RECORDS:
■ ■ ■ ■

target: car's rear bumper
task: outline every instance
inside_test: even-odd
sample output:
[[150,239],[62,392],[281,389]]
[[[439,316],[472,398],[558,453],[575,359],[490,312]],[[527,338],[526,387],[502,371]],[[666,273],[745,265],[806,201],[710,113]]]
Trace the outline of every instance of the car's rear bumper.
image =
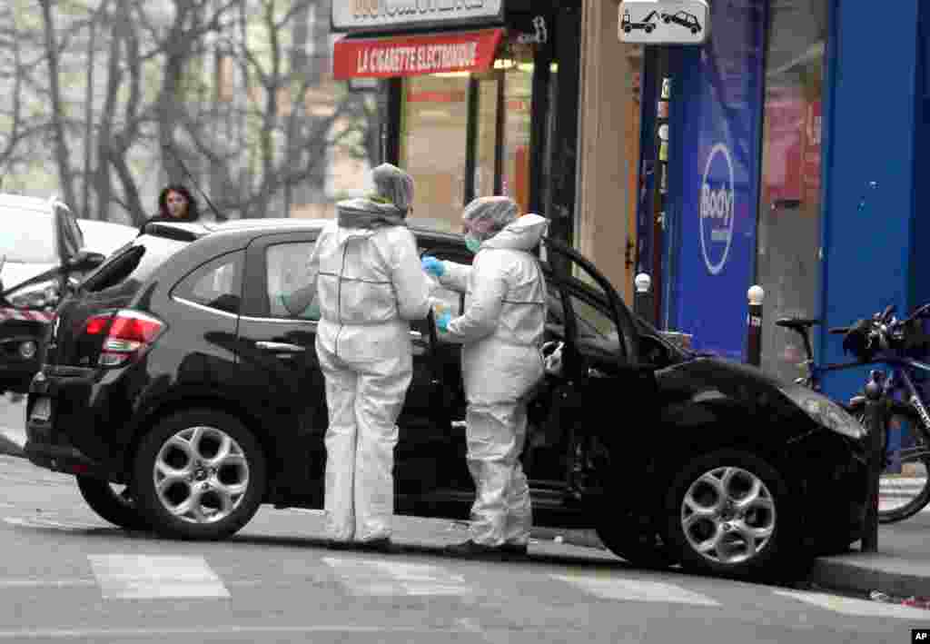
[[[50,417],[37,418],[41,398],[50,400]],[[127,415],[107,396],[96,369],[48,368],[36,376],[26,403],[26,458],[51,470],[92,474],[117,480]]]
[[[16,333],[5,333],[0,325],[0,388],[21,394],[29,391],[29,383],[40,367],[44,329],[44,326],[36,325],[34,332],[20,329]],[[23,357],[24,347],[33,352],[31,357]]]

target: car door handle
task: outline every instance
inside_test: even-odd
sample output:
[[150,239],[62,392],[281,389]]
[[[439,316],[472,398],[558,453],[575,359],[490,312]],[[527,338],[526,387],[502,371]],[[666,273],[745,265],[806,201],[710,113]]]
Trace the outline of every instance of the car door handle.
[[307,347],[299,344],[287,344],[286,342],[266,342],[264,341],[255,343],[259,349],[267,349],[276,354],[296,354],[307,350]]

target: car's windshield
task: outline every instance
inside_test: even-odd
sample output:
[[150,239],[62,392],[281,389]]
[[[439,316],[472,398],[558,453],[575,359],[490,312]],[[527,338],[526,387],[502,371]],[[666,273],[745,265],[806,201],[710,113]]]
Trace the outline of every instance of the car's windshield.
[[19,263],[57,263],[51,213],[0,206],[0,257]]

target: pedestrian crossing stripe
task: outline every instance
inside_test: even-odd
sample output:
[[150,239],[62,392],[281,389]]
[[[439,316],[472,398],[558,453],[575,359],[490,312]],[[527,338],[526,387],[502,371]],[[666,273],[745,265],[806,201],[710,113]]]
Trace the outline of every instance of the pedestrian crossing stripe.
[[91,555],[87,558],[105,599],[230,597],[203,557]]
[[581,590],[601,597],[618,601],[653,601],[662,603],[691,604],[694,606],[720,606],[706,595],[684,590],[681,586],[663,582],[643,579],[624,579],[614,575],[549,575]]
[[810,593],[799,590],[777,590],[775,594],[791,599],[798,599],[807,604],[813,604],[819,608],[851,617],[898,617],[901,619],[930,622],[930,611],[910,606],[883,604],[868,599],[857,599],[856,597],[844,597],[826,593]]
[[472,588],[461,575],[439,566],[325,557],[352,595],[377,596],[463,596]]

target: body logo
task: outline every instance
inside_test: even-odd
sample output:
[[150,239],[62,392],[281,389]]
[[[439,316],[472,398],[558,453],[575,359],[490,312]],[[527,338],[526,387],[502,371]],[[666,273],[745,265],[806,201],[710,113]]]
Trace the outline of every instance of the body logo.
[[[714,166],[718,158],[725,162],[725,173]],[[718,169],[713,177],[711,168]],[[736,179],[733,158],[724,143],[717,143],[711,150],[704,167],[700,194],[700,248],[704,264],[711,275],[719,275],[726,264],[733,242],[736,214]]]

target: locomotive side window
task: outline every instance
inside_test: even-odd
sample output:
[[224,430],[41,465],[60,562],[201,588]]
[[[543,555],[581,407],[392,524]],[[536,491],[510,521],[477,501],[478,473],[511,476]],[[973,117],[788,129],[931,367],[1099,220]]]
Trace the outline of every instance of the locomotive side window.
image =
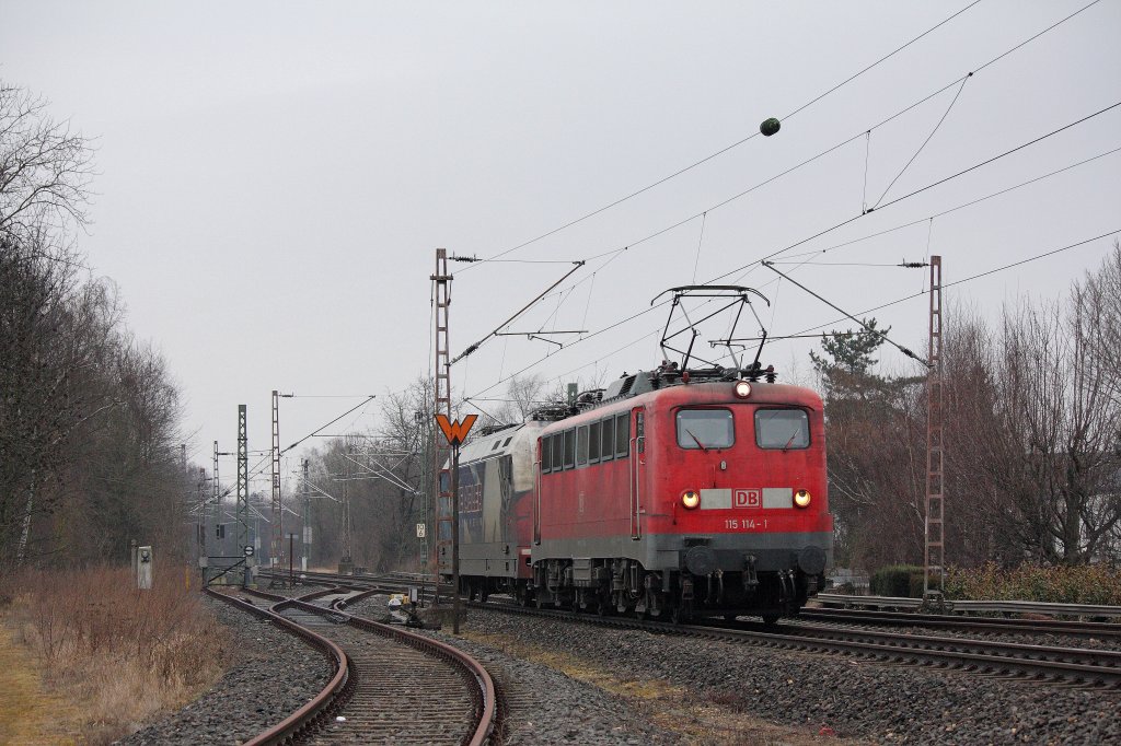
[[707,450],[731,448],[735,444],[735,422],[731,410],[683,409],[677,412],[677,445]]
[[587,426],[576,428],[576,466],[587,464]]
[[756,444],[760,448],[809,448],[809,418],[800,409],[757,409]]
[[630,454],[630,412],[615,416],[615,456],[626,458]]
[[600,449],[600,460],[610,461],[615,457],[615,421],[612,418],[603,420],[603,435],[601,442],[603,447]]
[[559,472],[564,468],[564,435],[558,432],[550,440],[553,440],[553,470]]

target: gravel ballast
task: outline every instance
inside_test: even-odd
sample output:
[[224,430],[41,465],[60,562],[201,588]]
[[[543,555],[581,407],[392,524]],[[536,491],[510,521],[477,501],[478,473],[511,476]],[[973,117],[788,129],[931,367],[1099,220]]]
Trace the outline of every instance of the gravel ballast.
[[331,679],[319,651],[269,622],[206,598],[220,626],[233,636],[235,660],[202,697],[120,744],[237,744],[274,726],[317,694]]

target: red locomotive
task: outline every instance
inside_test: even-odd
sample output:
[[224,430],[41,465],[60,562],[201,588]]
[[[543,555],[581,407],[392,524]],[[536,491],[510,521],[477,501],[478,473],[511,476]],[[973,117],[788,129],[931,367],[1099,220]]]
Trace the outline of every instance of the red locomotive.
[[822,400],[760,381],[758,358],[683,369],[462,448],[465,591],[675,621],[797,614],[832,559]]

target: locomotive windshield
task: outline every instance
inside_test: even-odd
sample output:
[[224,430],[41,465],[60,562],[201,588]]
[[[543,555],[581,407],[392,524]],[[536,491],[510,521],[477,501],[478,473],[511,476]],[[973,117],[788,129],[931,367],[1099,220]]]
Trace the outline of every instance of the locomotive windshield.
[[757,409],[756,444],[760,448],[809,448],[809,418],[800,409]]
[[677,412],[677,445],[707,450],[731,448],[735,425],[726,409],[683,409]]

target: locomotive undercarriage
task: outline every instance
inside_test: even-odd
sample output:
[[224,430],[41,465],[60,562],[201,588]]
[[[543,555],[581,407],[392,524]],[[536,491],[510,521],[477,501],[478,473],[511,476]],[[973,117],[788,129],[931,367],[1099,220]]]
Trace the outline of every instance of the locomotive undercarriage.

■ ■ ■ ■

JOB:
Please copy everything from the line containing "target: red locomotive" down to the end of the material, changing "even-odd" to "nonzero" and leaving everything else unchanged.

REPLY:
target: red locomotive
task: outline every instance
inside_test: nonzero
sample output:
[[224,430],[41,465],[60,562],[201,588]]
[[[543,555],[581,407],[392,524]],[[536,491],[510,521],[477,501],[478,473],[511,476]],[[973,117],[788,129],[931,367],[1099,220]]]
Trace the outline of every instance of the red locomotive.
[[822,400],[760,381],[758,358],[683,369],[462,448],[465,591],[675,621],[797,614],[832,559]]

target: locomotive windshield
task: outline every instance
inside_test: nonzero
sample output:
[[224,430],[41,465],[60,562],[201,588]]
[[[543,555],[581,407],[392,524]],[[536,491],[510,521],[477,501],[478,473],[511,476]],[[973,117],[788,129],[931,367],[1099,220]]]
Trace the outline of every instance of the locomotive windshield.
[[757,409],[756,444],[760,448],[809,448],[809,418],[800,409]]
[[677,412],[677,445],[707,450],[731,448],[735,425],[726,409],[683,409]]

target: locomotive undercarriage
task: outline every instance
inside_test: nonzero
sample output:
[[224,430],[41,465],[60,562],[201,588]]
[[[543,555],[581,407],[392,524]],[[536,491],[510,521],[477,501],[478,473],[511,476]],[[973,117],[788,129],[931,367],[1099,220]]]
Trace the outline of every instance of the locomotive undercarriage.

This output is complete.